### PASSAGE SHOWN
┄┄┄┄┄┄

0

I'm working with some text that has a mix of languages, which I've already done some processing on and is in the form a list of single characters (called "letters"). I can tell which language each character is by simply testing if it has case or not (with a small function called "test_lang"). I then want to insert a space between characters of different types, so I don't have any words that are a mix of character types. At the same time, I want to insert a space between words and punctuation (which I defined in a list called "punc"). I wrote a script that does this in a very straight-forward way that made sense to me (below), but apparently is the wrong way to do it, because it is incredibly slow.

Can anyone tell me what the better way to do this is?

# Add a space between Arabic/foreign mixes, and between words and punc
cleaned = ""
i = 0
while i <= len(letters)-2: #range excludes last letter to avoid Out of Range error for i+1
    cleaned += letters[i]
    # words that have case are Latin; otherwise Arabic
    if test_lang(letters[i]) != test_lang(letters[i+1]):
        cleaned += " "
    if letters[i] in punc or letters[i+1] in punc:
        cleaned += " "
    i += 1
cleaned += letters[len(letters)-1] # add in last letter
larapsodia
  • 594
  • 4
  • 15

6 Answers6

4

There are a few things going on here:

  • You call test_lang() on every letter in the string twice, this is probably the main reason this is slow.
  • Concatenating strings in Python isn't very efficient, you should instead use a list or generator and then use str.join() (most likely, ''.join()).

Here is the approach I would take, using itertools.groupby():

from itertools import groupby
def keyfunc(letter):
    return (test_lang(letter), letter in punc)

cleaned = ' '.join(''.join(g) for k, g in groupby(letters, keyfunc))

This will group the letters into consecutive letters of the same language and whether or not they are punctuation, then ''.join(g) converts each group back into a string, then ' '.join() combines these strings adding a space between each string.

Also, as noted in comments by DSM, make sure that punc is a set.

┄┄┄┄┄┄

### MATERIAL
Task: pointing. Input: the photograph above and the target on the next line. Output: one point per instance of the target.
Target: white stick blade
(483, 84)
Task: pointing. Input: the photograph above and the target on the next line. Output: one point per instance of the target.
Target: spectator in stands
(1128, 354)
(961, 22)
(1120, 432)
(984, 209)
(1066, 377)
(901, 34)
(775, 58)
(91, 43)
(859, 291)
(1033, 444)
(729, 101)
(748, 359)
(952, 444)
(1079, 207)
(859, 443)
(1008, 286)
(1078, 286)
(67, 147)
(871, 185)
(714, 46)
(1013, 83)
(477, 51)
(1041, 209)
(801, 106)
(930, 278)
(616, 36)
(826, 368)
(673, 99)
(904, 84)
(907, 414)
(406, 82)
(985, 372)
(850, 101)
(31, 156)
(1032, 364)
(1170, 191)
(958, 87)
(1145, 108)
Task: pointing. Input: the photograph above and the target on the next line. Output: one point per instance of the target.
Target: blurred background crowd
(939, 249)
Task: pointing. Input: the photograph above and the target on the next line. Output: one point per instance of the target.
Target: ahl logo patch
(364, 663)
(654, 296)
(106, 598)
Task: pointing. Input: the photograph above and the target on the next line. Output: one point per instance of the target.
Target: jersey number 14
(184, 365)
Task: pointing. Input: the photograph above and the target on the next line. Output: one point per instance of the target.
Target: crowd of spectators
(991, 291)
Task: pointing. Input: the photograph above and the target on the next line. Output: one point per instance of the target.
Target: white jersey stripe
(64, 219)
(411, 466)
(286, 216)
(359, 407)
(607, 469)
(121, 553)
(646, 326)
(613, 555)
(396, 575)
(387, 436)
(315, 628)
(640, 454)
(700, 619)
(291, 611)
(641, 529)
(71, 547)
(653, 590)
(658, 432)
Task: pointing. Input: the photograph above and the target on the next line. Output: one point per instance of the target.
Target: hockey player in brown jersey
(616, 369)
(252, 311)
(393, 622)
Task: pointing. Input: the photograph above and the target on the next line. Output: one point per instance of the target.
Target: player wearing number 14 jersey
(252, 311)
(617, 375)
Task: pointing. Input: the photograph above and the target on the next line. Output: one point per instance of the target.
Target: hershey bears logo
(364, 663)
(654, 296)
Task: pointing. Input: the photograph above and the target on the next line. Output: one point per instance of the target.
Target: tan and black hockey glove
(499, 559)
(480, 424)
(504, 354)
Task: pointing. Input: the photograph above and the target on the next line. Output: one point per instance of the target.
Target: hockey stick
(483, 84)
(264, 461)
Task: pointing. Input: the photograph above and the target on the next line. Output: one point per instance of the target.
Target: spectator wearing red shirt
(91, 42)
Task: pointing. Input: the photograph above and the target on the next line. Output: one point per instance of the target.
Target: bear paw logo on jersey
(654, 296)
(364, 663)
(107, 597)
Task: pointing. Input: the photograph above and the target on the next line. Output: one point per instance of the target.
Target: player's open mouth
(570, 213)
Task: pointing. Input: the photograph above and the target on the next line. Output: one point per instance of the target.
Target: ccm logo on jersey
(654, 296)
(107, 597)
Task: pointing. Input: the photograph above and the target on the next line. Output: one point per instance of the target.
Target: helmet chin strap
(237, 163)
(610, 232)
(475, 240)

┄┄┄┄┄┄

### GOALS
a) In the thread, what is named as probably the main reason the original script is slow?
b) Quote everything in the thread from "This will group" down to "punc is a set.".
The listing comes from a separate source.

### SOLUTIONS BY TASK
a) It calls test_lang() on every letter in the string twice.

b)
This will group the letters into consecutive letters of the same language and whether or not they are punctuation, then ''.join(g) converts each group back into a string, then ' '.join() combines these strings adding a space between each string.

Also, as noted in comments by DSM, make sure that punc is a set.